───── Data for this task ─────

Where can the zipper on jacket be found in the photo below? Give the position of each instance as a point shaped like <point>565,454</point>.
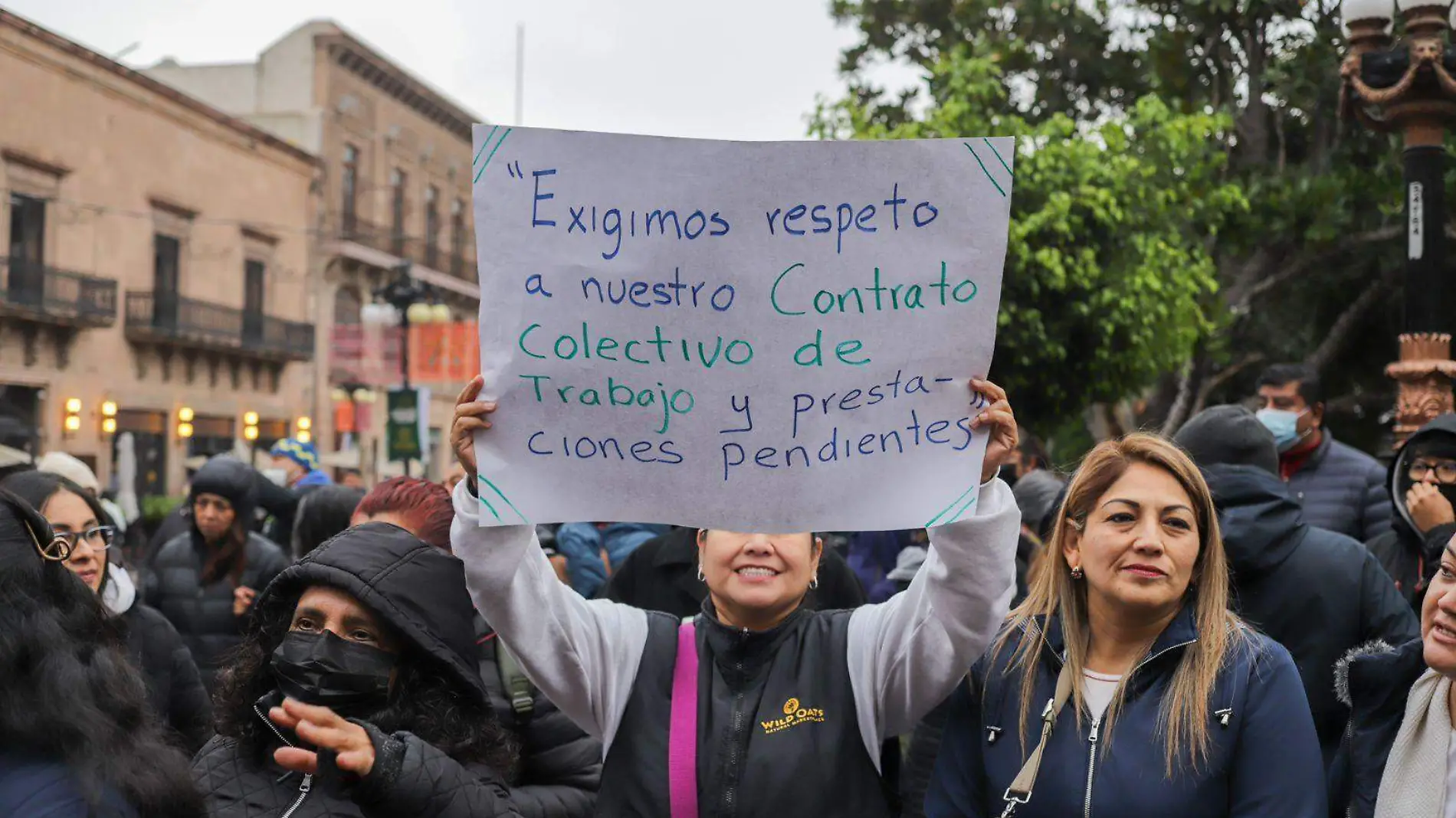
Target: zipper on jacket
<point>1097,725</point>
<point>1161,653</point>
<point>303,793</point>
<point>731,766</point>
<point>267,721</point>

─────
───── Data for this task ─────

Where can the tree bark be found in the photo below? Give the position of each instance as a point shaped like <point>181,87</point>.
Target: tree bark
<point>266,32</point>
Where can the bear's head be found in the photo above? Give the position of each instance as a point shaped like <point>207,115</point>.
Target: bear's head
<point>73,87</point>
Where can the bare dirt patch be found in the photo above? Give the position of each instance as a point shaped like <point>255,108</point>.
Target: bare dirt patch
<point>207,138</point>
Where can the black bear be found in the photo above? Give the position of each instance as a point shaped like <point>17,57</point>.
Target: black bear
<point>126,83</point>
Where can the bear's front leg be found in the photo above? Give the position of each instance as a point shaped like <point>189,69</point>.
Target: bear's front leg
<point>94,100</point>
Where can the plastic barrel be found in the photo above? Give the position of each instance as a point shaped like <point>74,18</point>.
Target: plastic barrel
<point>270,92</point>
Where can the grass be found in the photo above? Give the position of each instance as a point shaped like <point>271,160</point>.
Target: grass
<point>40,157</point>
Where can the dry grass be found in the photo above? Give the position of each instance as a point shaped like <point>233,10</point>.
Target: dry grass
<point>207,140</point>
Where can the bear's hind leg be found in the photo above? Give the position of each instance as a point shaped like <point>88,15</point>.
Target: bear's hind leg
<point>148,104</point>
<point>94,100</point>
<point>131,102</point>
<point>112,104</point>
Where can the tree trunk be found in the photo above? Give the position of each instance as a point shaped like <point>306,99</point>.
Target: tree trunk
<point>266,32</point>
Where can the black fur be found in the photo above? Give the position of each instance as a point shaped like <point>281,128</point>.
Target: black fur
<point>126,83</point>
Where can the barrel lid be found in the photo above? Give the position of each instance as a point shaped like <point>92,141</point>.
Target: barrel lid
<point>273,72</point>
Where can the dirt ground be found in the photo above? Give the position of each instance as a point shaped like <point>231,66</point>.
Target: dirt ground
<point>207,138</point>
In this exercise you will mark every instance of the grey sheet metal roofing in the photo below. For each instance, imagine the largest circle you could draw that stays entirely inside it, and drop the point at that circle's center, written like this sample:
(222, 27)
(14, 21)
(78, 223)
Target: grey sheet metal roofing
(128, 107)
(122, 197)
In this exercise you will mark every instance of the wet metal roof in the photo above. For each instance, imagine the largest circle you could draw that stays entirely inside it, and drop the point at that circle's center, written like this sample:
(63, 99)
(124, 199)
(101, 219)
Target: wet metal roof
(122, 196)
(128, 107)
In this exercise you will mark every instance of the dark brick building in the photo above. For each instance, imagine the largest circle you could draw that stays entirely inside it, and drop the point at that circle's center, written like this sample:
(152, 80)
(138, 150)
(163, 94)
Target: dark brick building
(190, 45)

─────

Rewrite the lines starting at the one containing "Where can the bear's head" and ending at the one containing "<point>112,104</point>", both included, as a Markdown table with the columns Row and Line, one line per row and blank lines omitted.

| Row | Line |
|---|---|
| 1 | Where can the bear's head be found in the photo above? Give the position of each instance as a point shaped like <point>207,115</point>. |
| 2 | Target: bear's head |
| 3 | <point>73,87</point> |
| 4 | Where can the bare dirt patch be found in the photo above? Give the position of each instance as a point shaped like <point>255,108</point>. |
| 5 | Target: bare dirt patch |
| 6 | <point>207,138</point> |
| 7 | Where can the black bear be found in the photo above? Give the position of each instance as a point shaped like <point>17,57</point>. |
| 8 | Target: black bear |
| 9 | <point>126,83</point> |
| 10 | Where can the bear's front leg be found in the photo above? Give the position of each instance as a point shaped like <point>189,69</point>. |
| 11 | Target: bear's front leg |
| 12 | <point>94,100</point> |
| 13 | Where can the plastic barrel be found in the photo above? Give the position of each instance as a point shaped like <point>74,18</point>. |
| 14 | Target: plastic barrel |
| 15 | <point>270,92</point> |
| 16 | Where can the grass be found in the photo above? Give the position of each instance as a point shaped like <point>271,160</point>. |
| 17 | Target: grass |
| 18 | <point>40,157</point> |
| 19 | Where can the dry grass be found in the photo above? Give the position of each instance as a point shaped like <point>233,10</point>. |
| 20 | Target: dry grass |
| 21 | <point>207,140</point> |
| 22 | Where can the bear's hind leg be found in the photo above? Give the position of each instance as a point shaped like <point>88,15</point>. |
| 23 | Target: bear's hind leg |
| 24 | <point>148,104</point> |
| 25 | <point>94,100</point> |
| 26 | <point>131,102</point> |
| 27 | <point>112,104</point> |